- QUESITO DA RISOLVERE -
Secondo il testo sulla discriminazione, che cosa costituisce l'humus nel quale può attecchire la discriminazione nella sua accezione più negativa e radicale?

- BLOCCO DI TESTO -
In primo luogo, in danno delle persone che sono oggetto di tale pratica, le quali subiscono trattamenti spesso inumani o comunque profondamente ingiusti ed immotivati, le cui conseguenze ricadono non solo su di loro ma su interi nuclei sociali o, peggio ancora, su gruppi di persone che si connotano per diverse nazionalità, preferenze personali, posizioni politiche o religiose e così via.

Oltre a ciò, che è già di per se detestabile ed inaccettabile, chi discrimina danneggia innegabilmente pure se stesso, quandanche non lo percepisca.

La discriminazione, infatti, assume sempre la fisionomia di una patologia pervasiva, i cui esiti colpiscono l’intero contesto sociale in cui si diffonde.

La convinzione circa quanto precede mi deriva dalla considerazione relativa alla circostanza che, in verità, qualora si sia disposti ad approvare e promuovere una simile prassi, ci si pone nella condizione di ratificarla nel proprio modo di pensare giungendo a non porre più limiti circa ciò, chi e perché debba essere discriminato.

Ed allora, ogni pretesto può fungere da valido supporto pseudo-ideologico e da presunta giustificazione e fondamento per atteggiamenti di tal specie.

In buona sostanza, ogni ragione che denota una diversità rispetto a se stessi od al proprio circoscritto entourage, elevato a microcosmo perfetto, finito ed autosufficiente, assurge a valida ratio di pregiudizio discriminatorio, che non ammette riesame critico delle proprie posizioni ma che, viceversa, è autoreferenziale ed assiomatico.

Ebbene, è proprio in quanto testé evidenziato che, a mio modo di vedere, risiede la scelleratezza della condannabile pratica sin qui indagata.

Il pregiudizio, inteso esattamente come giudizio preventivo e preconcetto, privo di approfondimento, di contezza, di conoscenza e di consapevolezza, frutto di ignoranza e di paura verso ciò che non si conosce, costituisce l’humus nel quale può attecchire ed allignarsi la discriminazione nella sua accezione più negativa e radicale.

- ESTRATTI DELLE RIGHE -
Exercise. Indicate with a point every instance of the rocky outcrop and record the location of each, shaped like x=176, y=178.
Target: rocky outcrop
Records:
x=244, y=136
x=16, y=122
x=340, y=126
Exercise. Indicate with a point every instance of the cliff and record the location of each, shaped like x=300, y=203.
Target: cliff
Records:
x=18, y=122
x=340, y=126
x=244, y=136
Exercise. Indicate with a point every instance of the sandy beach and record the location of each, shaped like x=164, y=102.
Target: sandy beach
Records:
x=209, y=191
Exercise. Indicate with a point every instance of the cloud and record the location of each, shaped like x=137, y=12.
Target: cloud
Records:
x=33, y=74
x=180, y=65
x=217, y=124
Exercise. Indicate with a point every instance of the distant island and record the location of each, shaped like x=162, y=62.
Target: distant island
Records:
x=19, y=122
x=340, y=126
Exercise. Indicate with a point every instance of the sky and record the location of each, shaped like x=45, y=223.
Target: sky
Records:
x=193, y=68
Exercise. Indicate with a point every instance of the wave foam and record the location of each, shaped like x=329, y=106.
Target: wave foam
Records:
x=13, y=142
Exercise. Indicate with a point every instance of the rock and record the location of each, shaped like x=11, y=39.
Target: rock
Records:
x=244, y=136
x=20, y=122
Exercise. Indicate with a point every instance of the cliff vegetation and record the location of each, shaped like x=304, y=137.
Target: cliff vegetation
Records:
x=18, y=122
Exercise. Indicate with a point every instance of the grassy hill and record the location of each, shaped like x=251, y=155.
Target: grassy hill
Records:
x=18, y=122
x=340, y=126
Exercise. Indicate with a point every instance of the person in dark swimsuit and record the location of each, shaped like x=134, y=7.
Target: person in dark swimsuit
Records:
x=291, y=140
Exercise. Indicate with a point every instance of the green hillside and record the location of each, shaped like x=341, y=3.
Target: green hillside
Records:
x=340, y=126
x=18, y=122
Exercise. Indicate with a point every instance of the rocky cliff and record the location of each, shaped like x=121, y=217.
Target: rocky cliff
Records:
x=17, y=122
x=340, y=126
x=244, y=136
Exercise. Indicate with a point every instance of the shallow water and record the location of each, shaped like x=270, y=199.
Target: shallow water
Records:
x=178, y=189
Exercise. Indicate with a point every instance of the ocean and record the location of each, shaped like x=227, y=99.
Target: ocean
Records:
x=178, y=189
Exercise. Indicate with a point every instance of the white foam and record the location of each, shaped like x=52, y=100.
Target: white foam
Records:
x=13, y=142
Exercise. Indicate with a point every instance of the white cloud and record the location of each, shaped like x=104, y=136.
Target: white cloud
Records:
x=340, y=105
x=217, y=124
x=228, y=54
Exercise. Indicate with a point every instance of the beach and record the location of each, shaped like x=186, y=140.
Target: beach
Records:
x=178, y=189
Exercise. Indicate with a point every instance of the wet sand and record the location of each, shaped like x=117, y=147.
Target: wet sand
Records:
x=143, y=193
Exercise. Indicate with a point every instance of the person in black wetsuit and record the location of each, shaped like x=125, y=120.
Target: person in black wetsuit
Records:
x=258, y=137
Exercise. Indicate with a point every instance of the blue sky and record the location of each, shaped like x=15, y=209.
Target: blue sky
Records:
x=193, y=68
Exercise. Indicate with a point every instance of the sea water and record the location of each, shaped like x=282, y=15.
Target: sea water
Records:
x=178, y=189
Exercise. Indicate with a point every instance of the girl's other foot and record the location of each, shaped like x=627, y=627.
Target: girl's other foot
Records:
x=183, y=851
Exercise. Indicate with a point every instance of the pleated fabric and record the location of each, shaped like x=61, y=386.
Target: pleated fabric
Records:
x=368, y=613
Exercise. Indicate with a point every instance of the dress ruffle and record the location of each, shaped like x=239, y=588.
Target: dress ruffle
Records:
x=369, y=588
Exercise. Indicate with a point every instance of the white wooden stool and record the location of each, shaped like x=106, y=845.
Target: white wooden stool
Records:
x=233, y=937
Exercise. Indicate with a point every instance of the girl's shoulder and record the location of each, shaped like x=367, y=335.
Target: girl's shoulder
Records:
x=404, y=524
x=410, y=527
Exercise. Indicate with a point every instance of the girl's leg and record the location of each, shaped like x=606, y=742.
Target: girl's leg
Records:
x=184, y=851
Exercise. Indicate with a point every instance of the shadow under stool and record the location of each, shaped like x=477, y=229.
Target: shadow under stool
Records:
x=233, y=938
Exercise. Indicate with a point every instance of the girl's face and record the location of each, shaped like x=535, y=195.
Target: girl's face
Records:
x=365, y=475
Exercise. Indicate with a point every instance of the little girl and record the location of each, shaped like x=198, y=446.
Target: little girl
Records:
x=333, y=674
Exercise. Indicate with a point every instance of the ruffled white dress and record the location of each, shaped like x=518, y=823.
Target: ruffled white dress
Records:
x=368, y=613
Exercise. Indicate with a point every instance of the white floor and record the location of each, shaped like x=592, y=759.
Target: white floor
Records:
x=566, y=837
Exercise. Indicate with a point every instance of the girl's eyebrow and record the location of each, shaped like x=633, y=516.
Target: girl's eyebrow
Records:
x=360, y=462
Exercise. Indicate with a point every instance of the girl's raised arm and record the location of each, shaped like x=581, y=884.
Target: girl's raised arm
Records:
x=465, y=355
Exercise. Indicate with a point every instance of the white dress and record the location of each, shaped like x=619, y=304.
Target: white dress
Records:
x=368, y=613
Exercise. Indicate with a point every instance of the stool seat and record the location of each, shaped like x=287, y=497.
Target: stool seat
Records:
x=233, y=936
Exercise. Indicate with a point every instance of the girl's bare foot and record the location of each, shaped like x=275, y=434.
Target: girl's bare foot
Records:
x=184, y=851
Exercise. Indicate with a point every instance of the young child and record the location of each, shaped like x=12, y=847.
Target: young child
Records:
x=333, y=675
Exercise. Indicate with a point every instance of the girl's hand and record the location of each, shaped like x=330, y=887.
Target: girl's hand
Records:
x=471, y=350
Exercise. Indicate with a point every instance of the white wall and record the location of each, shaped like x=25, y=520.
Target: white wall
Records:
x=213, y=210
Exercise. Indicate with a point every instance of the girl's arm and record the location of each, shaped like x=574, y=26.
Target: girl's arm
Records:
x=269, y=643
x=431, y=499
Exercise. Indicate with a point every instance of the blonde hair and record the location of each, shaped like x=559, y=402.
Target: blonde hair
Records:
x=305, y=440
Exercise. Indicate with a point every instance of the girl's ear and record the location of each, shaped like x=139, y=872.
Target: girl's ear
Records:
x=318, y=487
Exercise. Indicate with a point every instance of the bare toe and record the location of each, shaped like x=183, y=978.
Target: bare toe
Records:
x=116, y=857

- SOLUZIONE DEL QUESITO -
Il pregiudizio, inteso come giudizio preventivo e preconcetto, frutto di ignoranza e di paura verso ciò che non si conosce.